ИСХОДНЫЙ ТЕКСТ:
——————————
Вот ещё один случай, рассказанный Новосильцевой в журнале «Русская старина».

«Раз собралось у Толстого веселое общество на карточную игру и на попойку. Нащокин с кем-то повздорил. После обмена оскорбительных слов он вызвал противника на дуэль и выбрал секундантом своего друга. Согласились драться следующим утром.

На другой день, за час до назначенного времени, Нащокин вошел в комнату графа, которого застал еще в постели. Перед ним стояла полуопорожненная бутылка рома.

Что это ты ни свет ни заря ромом-то пробавляешься! - заметил Петр Александрович.

Ведь не чайком же мне пробавляться.

И то! Так угости уж и меня, - он выпил стакан и продолжал. - Однако вставай, не то мы опоздаем.

Да уж ты и так опоздал, - отвечал, смеясь, Толстой. - Как! Ты был оскорблен под моим кровом и вообразил, что я допущу тебя до дуэли! Я один был вправе за тебя отомстить, ты назначил этому молодцу встречу в восемь часов, а я дрался с ним в шесть: он убит».

Возможно, это не более чем легенда, но она рисует Американца именно таким, каким он и был - преданным другом и невозмутимым бретёром, а также любителем театральных эффектов. Фёдор Толстой пользовался успехом у женщин (хорош собой, силён и бесстрашен, истинный альфа-самец) и авторитетом у мужчин (умён, хладнокровен и непредсказуем, а потому всегда интересен).

Что касалось женского пола, то светские дамы мало интересовали графа; точнее сказать, среди них вряд ли нашлась бы особа, готовая связать с ним жизнь и терпеть его нрав, поэтому не удивительно, что пару себе Американец нашёл не в этих кругах. Фёдору Ивановичу вскружила голову прелестная певица из цыганского хора Авдотья Тугаева, да и сама она не смогла не полюбить эту забубённую головушку. Толстой дал хору отступных и увёз цыганку в свой дом, где они и зажили не венчанными.
——————————
МАТЕРИАЛ:
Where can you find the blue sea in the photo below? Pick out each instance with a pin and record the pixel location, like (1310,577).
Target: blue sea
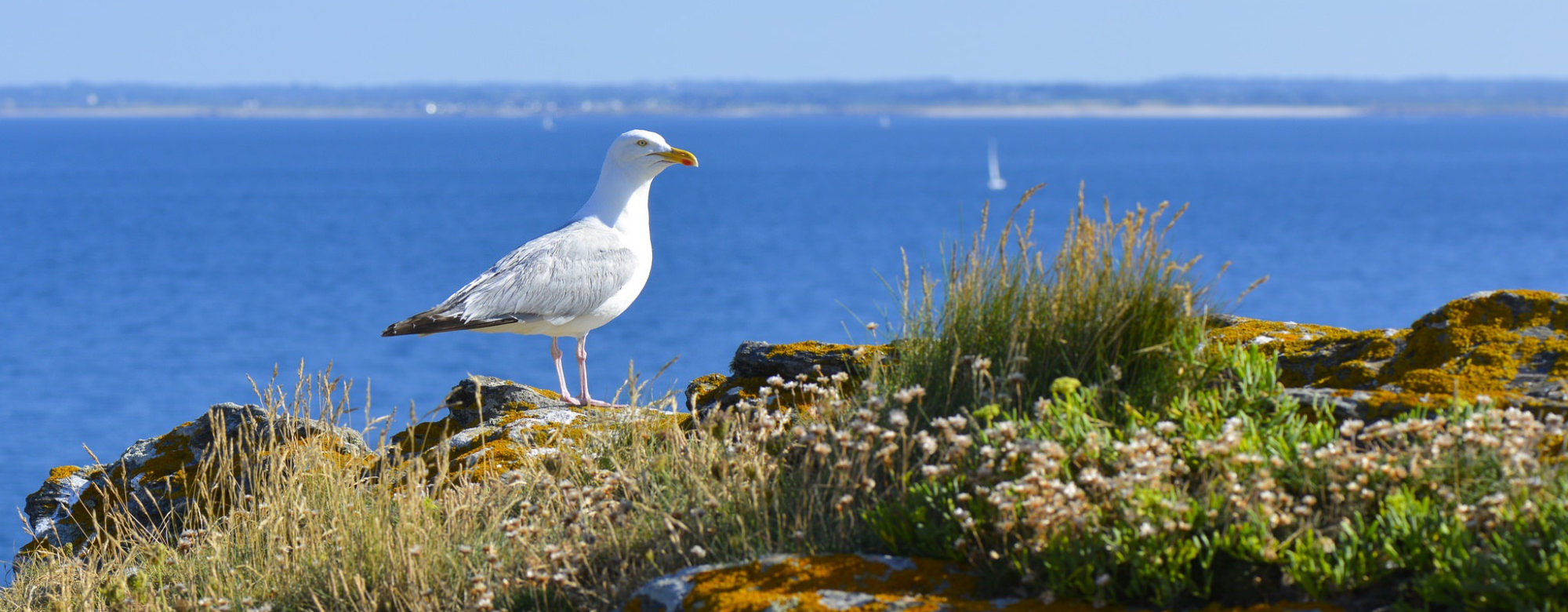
(151,266)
——————————
ЗАДАНИЯ:
A. Выпишите из текста о Фёдоре Толстом все качества, которыми объясняется его успех у женщин.
B. Определите, пожалуйста, соответствуют ли тексту о Фёдоре Толстом следующие утверждения: (i) дуэль договорились провести следующим утром; (ii) Нащокин застал графа уже одетым; (iii) Толстой обвенчался с Авдотьей Тугаевой. Ответ на каждое подтвердите точной цитатой.
Материал здесь не используется.

ОТВЕТЫ С РАЗБОРОМ:
A. Хорош собой, силён, бесстрашен, истинный альфа-самец.

B.
(i) Да: «Согласились драться следующим утром».
(ii) Нет: «которого застал еще в постели».
(iii) Нет: «где они и зажили не венчанными».